Watch "the human odyssey " on Netflix.

Gotta Kontiki the tiki.
Also known as
>So long we don't run out of fish, and we have some kind of fresh water filter, only the sun can kill us

What water did they use for fuck's sake?

Either some stupidly basic filter system
Or 1000 liters per 5 man, per boat, in lacquered storage tanks. Its actually their greatest success: Water for 200 days of travel.
Heyerdahl gambled on water tanks, and guessed 200 days would be fine. Read up on Kon-Tiki expedition.

I see what's happening, yeah

Watch this.
youtu.be/V2lNT7hPIsA

You seem to be forgetting one little detail here

They were savages, they couldn't come up with fucking filters or large water tanks

Early agricultural people and hunter-gatherers were no less intelligent then we are today. Don't understimate human ingenuity.

>They were savages

Wrong, they practiced agriculture and were thus barbarians, not savages.

>can build a fancy giant canoe
>can't build a tank (aka, a box)

Balls the size of coconuts, that's how.

Apparently they had a bunch of sailing techniques in the form of song, so they probably disney'd their way to new islands

why did this make me laugh so hard

>le brown people are stoopid and can't do things I don't think they can do

i don't speak yellow

Well too bad to be you.
This video is exactly about a bunch of Polynesians tried to recreate or experiment how did their ancestors "do it", how did (((they))) travel from south China to the islands they live now. They actually do believe their ancestors cam form China.

*came

What the fuck are you trying to convey?

I'm telling you this video is about the question OP asked, "how the fuck did they do it"?

Turns out they actually can do it without any advanced technology, purely by simple sailing boat and primitive navigation. And they think they originated from Southeast China. Simple enough?

They navigated using the stars and ocean currents and found land based on patterns in the waves and observing migrating birds.

They followed the birds, the far off islands some ballsy crew kept following the birds longer than usual and ended up on Easter island.

Imagine the amount of people that get nowhere and died a horrible death

What nice summation of all of human history and its various endeavours

hang yourself

>can't make a barrel
how stupid do you think they were?

Only two cultures ever developed blue water navigation. Europeans and Polynesians.

So where is this map coming from?

Europeans.

Except east africans, arabs, indians, indonesians, chinese, and japanese

40 years after they first landed in the Caribbean?
300 years before they discovered Antarctica?

The others were able to sail along the coasts, with only a few blue water routes.

en.wikipedia.org/wiki/Terra_Australis

>Terra Australis (Latin for South Land) is a hypothetical continent first posited in antiquity and which appeared on maps between the 15th and 18th centuries. The existence of Terra Australis was not based on any survey or direct observation, but rather on the idea that continental land in the Northern Hemisphere should be balanced by land in the south.[1] This theory of balancing land has been documented as early as the 5th century on maps by Macrobius, who uses the term Australis on his maps.[2]

If it's accurate, then it may be from a compilation of rumored voyages and discoveries. We know that Europeans had the ships to make those kind of discoveries from the start of the C14th, and we know that coastal navigation is sufficient to map most of what is shown.

Tasks to carry out.
1) Quote the Polynesian voyaging thread word for word, starting at "So where is" and ending at "they discovered Antarctica?".
2) Using the Polynesian voyaging thread, say yes or no to each statement and quote the words that decide it: (a) Heyerdahl guessed that water for 200 days would be enough. (b) The thread claims three cultures developed blue water navigation. (c) The belief in Terra Australis came from direct observation.
3) Carry on the Polynesian voyaging thread from its final sentence.

Excerpted data.
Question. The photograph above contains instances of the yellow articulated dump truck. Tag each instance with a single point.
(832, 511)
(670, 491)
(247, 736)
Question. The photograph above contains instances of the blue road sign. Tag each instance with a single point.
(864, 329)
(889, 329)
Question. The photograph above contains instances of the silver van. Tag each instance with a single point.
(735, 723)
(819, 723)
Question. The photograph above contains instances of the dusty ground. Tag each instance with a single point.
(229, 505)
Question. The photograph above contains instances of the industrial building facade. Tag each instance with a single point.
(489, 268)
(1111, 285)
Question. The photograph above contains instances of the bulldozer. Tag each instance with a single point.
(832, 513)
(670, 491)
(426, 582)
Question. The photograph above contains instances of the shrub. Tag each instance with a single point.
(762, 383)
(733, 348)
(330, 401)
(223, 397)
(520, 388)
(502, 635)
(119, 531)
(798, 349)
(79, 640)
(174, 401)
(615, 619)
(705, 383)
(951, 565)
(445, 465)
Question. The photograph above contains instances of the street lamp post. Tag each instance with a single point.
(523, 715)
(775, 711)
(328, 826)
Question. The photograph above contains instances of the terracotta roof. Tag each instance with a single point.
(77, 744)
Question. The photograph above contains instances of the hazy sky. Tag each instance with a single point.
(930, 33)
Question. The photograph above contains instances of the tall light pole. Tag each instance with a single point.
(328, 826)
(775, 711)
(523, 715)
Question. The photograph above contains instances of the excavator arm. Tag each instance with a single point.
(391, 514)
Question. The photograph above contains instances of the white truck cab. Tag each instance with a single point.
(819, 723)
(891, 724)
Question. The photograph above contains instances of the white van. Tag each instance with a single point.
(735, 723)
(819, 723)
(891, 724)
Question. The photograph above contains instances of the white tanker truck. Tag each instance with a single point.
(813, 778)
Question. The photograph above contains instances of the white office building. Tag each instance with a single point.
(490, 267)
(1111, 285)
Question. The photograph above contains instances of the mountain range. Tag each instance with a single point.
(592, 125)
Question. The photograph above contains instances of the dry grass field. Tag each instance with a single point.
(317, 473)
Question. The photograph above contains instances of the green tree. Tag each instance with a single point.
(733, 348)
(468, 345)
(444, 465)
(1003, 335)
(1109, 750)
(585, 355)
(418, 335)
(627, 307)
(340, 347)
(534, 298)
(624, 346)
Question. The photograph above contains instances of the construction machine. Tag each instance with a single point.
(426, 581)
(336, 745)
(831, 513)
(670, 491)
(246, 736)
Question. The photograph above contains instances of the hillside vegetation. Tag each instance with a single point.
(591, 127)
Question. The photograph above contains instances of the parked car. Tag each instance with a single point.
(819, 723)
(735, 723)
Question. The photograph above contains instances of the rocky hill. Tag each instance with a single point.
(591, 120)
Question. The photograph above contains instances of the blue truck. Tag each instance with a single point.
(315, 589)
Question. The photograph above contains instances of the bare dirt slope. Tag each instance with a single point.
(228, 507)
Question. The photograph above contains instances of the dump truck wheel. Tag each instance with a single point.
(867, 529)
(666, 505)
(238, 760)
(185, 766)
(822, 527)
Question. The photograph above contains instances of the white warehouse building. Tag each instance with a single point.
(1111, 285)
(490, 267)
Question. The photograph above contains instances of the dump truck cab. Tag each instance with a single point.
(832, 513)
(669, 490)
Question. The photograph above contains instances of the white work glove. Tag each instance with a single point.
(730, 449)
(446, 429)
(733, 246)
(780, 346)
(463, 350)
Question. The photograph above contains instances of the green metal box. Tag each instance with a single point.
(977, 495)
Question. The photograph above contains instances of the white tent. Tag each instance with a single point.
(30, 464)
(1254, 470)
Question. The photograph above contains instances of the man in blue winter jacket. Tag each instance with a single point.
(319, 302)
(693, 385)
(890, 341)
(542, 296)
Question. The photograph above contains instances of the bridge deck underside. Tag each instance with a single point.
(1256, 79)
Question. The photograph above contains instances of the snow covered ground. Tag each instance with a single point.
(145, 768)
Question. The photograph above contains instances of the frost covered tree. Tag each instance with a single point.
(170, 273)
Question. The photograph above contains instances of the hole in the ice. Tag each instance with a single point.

Per-task answers.
1)
So where is this map coming from?

Europeans.

Except east africans, arabs, indians, indonesians, chinese, and japanese

40 years after they first landed in the Caribbean?
300 years before they discovered Antarctica?

2)
(a) Yes: "Heyerdahl gambled on water tanks, and guessed 200 days would be fine."
(b) No: "Only two cultures ever developed blue water navigation. Europeans and Polynesians."
(c) No: "The existence of Terra Australis was not based on any survey or direct observation"

3)
I've seen this before, I didn't recognize it at first. If non- Europeans and non-Polynesians did develop blue water navigation they abandoned it pretty quickly.

They also made charts showing sea currents and islands out of sticks.

If you think the explanation is that it's "hypothetical" and similarities are purely "coincidental", by all means, go for it.
The other hypothesis would be that someone made the journeys and brought back usable charts.

There are several maps that show lands that the makers should not have been able to know. The Finaeus map showing the most obvious dissonance. They are supposedly sources from older maps that survived from antiquity.

Now in case that explanation is valid, who made it? And when?

That map is clearly European

the sea fears the polynesian

>If you think the explanation is that it's "hypothetical" and similarities are purely "coincidental", by all means, go for it.
Are you serious?

There have been dozens of depictions of Terra Australis, each having its own dumb, blobby shape. Naturally some of them will vaguely line up with the actual Antarctica, especially if you cheat and rotate them freely rather than having their prime meridians line up (as depicted in ).

Natural result of cultural evolution.
If you live on a bunch of small islands, and need boats to voyage between them, then obviously you're gonna have a culture pretty intertwined with maritime technology.
Don't underestimate the collective autism of humanity.

You think some non-Europeans circumnavigated Antarctica and then told the Europeans about it but without making maps themselves. Are you fucking insane?

Polynesian magic. They were able to read if an island is nearby by reading the waves of the sea.

So who were the sea people and why are you sure that they could not have mastered navigating the Atlantic, just as one possible candidate.
If someone had them that far back, all the cultures around the region would keep copying that map until it turn up at the greeks.
Why shouldn't some bronze age civilization have been successful at building blue water ships.
They made fucking pyramids at the same time.

>There have been dozens of depictions of Terra Australis
Just proofs that the idea of land at that place was pretty popular at that time
Of cause it looks different from mapmaker to mapmaker depending on skill an source material.
And if you gather all kinds of old maps and try to combine then into a new one, you could be excused for rotating a continent you know nothing about by 25°

Pic related is the nautical technology of ancient egypt.
Look at that thing and tell me it was impossible for cultures at that time to explore the atlantic.

For comparison the thing that carried Hayerdahl 4300nm across the pacific.

It is. But the guy who made it based it on older maps that wasn't necessarily European.

Possible yes, but they had no incentive to explore. Egyptians didn't even bother to try and find out where the Nile springs, let alone exploring the Atlantic.

>no incentive to explore
finding out what is behind the next mountains, desert, woods or waters was an incentive that already brought Homo erectus all the way to east asia.
Why would you think the urge to find out what is behind the next horizon was missing in bronze age cultures?
>Egyptians didn't even bother
maybe, maybe not. If they didn't it doesn't mean nobody else bothered.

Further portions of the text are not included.